一、easy题部分 20题
总结:
a. date的时间差用datediff,
b. 余数用%或者mod(分母,分子),
c.join的时候要注意有没有Null,
d.自Join的时候要注意逻辑关系,
e.not in后面可以跟select 嵌套,
f. union 比Or更快,
g.limit(a,b)实现从a+1也开始分b页,
h. 去重可以用delete
i.distinct 后面不用加括号 所以想count distinct就是count(distinct A)
j.会用abs()函数
k. update table set column = case... when来更新某列
l. ifnull和round的用法
下面是具体的题目
1.183. Customers Who Never Order
select name as"Customers" from customers where id not in (select customerid from orders);
not in 后面不能直接跟customerid要跟从xxtable里面选出来customerid 要跟select!
还有简单的题也要搞清楚逻辑关系
2. union is faster than or
595. Big Countries
当需要scan两个不同的列的时候,用union比用or快;
union 和union all 的区别:union只留下distinct 的结果,union all会保留duplicate的结果;
3.176. Second Highest Salary 怎么选第二高
一个思路 第二高是除去第一高以外最高的
select max(Salary) as 'SecondHighestSalary' from Employee where Salary<(select max(Salary) from Employee)

任务要求:
**a.** 按照这篇SQL刷题笔记,union 和 union all 有什么区别?
**b.** 请从这篇SQL刷题笔记最后一句之后接着往下写。

数据摘录:
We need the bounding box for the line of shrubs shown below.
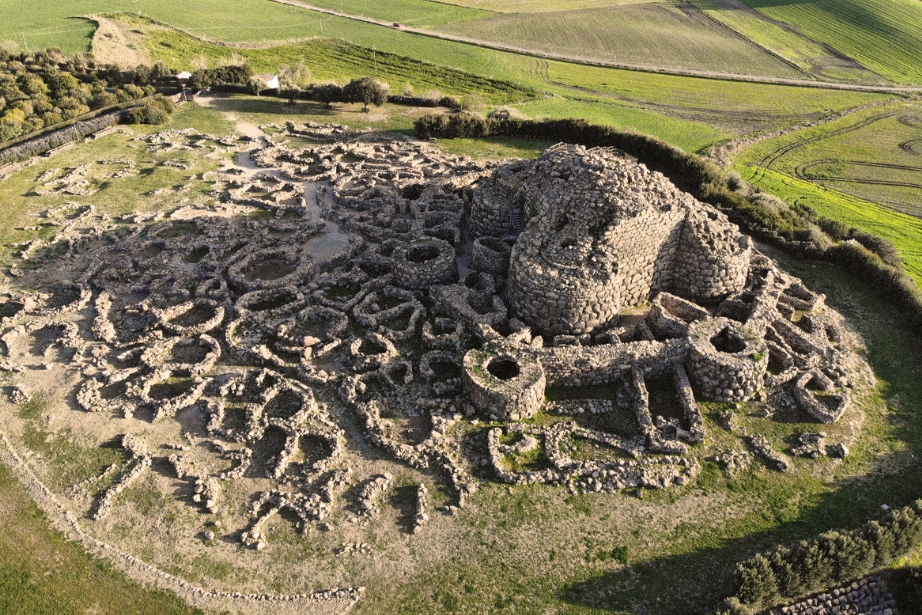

各题答案:
**a.** union只保留去重后的结果,union all会保留重复的结果。

**b.**
另一个思路 用排序然后Limit
limit 1 offset 1是用来实现分页功能的,意思是返回一页,从第二页开始,也可以写作limit 1,1
举个例子 limit 9,4意思是 返回四页,从第十页开始,也就是10,11,12,13这四页;
4. 175. Combine Two Tables
select FirstName, LastName,City,State from Person left join Address on Person.PersonID= Address.PersonID
当题目表示不管有没有Null值的时候就可以用left join, 直接用join是不会保留Null的;正如官方的解释“Considering there might not be an address information for every person, we should use outer join instead of the default inner join.”
5.182. Duplicate Emails:
Write a SQL query to find all duplicate emails in a table
select Email from Person group by Email having count(*)>1
用groupby 和having
6.620. Not Boring Movies
select * from cinema where id %2=1 and description !='boring' order by rating desc
取余数的一种表达方式是%, 另一种表达方式是mod(id,2)意思是id除以2得到的余数
7.196. Delete Duplicate Emails
根据内容去重但id只留下最小的那个id 用delete的方法把同一个Email但是序号更大的那个删掉 ,可谓去重(这个想法很巧妙了)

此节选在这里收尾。